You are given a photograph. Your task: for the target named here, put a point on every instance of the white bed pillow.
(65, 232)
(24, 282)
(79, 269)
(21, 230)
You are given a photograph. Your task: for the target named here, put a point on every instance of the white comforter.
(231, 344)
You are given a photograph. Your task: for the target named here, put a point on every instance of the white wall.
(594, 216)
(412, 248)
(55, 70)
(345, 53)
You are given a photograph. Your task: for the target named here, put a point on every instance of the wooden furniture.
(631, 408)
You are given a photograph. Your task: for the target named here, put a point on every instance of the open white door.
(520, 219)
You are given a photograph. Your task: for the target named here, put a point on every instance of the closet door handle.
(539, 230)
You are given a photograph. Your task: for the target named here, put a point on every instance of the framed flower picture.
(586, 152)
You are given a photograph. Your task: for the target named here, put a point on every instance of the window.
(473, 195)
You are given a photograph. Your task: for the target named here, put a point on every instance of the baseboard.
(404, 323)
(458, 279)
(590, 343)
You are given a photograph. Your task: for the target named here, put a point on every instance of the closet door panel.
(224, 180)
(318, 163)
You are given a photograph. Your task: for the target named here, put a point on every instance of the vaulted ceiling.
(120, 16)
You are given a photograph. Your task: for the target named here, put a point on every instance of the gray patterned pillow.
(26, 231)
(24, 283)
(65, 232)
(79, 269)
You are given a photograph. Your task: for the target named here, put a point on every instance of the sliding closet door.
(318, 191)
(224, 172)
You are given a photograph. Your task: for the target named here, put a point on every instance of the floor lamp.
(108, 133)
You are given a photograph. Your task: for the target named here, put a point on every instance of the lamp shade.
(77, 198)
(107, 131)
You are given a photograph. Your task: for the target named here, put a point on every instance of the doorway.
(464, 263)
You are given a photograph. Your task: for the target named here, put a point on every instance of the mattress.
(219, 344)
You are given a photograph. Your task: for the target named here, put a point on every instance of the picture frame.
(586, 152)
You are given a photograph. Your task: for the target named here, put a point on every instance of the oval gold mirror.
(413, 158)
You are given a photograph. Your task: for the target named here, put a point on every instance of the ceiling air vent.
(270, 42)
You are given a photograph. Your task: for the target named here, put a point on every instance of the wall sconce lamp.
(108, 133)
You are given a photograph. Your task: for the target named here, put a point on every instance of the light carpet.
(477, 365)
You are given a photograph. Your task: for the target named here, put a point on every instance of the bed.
....
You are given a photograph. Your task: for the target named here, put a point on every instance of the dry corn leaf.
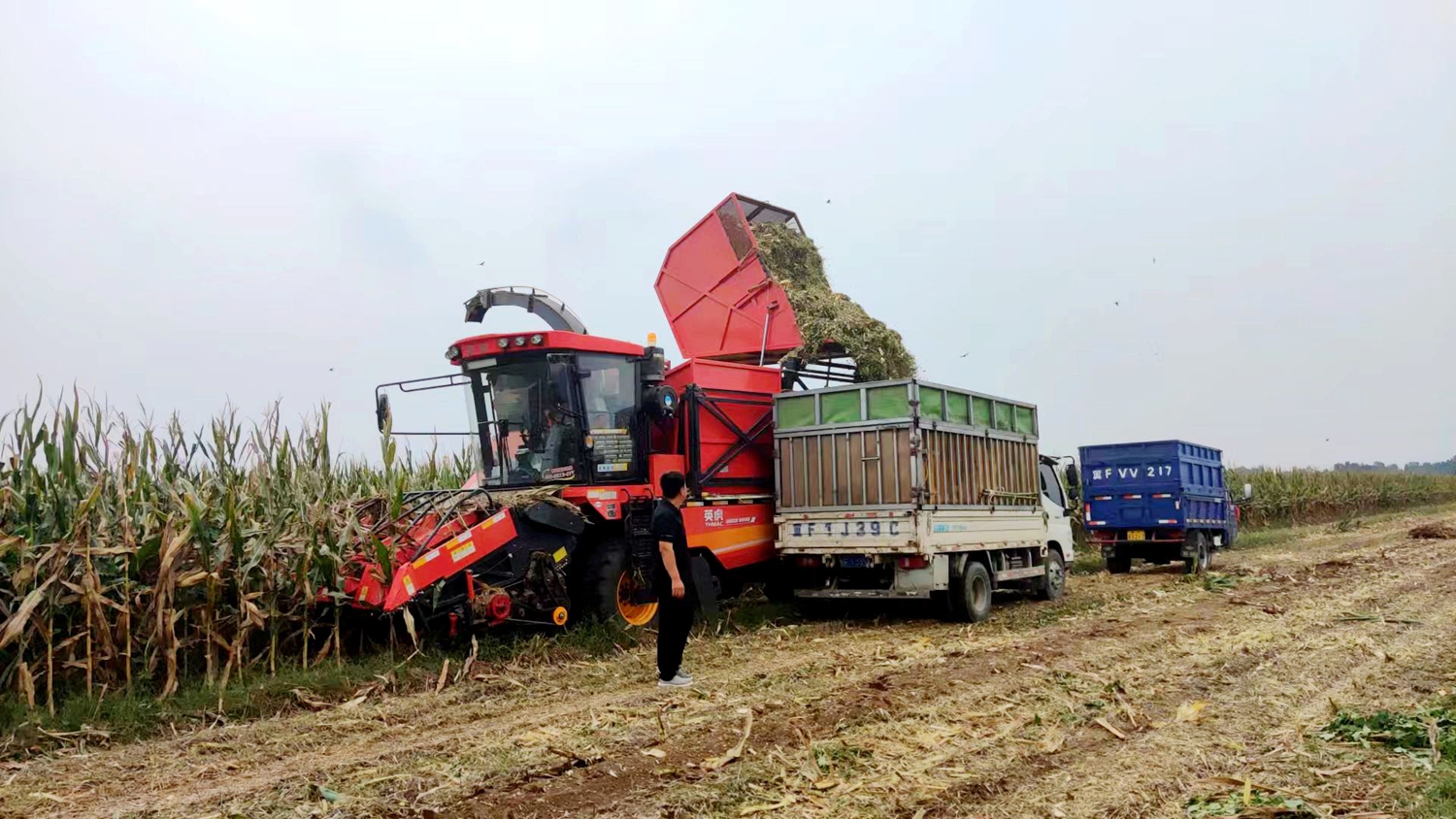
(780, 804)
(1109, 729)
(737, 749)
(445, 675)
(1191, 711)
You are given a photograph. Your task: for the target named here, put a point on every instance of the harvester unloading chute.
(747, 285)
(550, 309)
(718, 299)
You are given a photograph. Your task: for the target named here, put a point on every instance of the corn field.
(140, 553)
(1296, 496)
....
▸ **Task prompt**:
Rewrite the stretch of data from the line containing "ceiling air vent." through the line containing "of the bed.", changing "put a point on" to "place a marker on" and leaving everything else as it is. Return only those lines.

▸ **Written answer**:
You are given a photograph. Your task: for the target named here, place a marker on every instance of the ceiling air vent.
(270, 42)
You are given a photograph. Your task: for the target named here, place a marker on every instance of the wall sconce lamp.
(108, 133)
You are given a photograph. Your task: for the target named here, place a marker on every instance of the light carpet.
(477, 365)
You are given a photograph. Your task: for the target named here, place a marker on every instance of the bed.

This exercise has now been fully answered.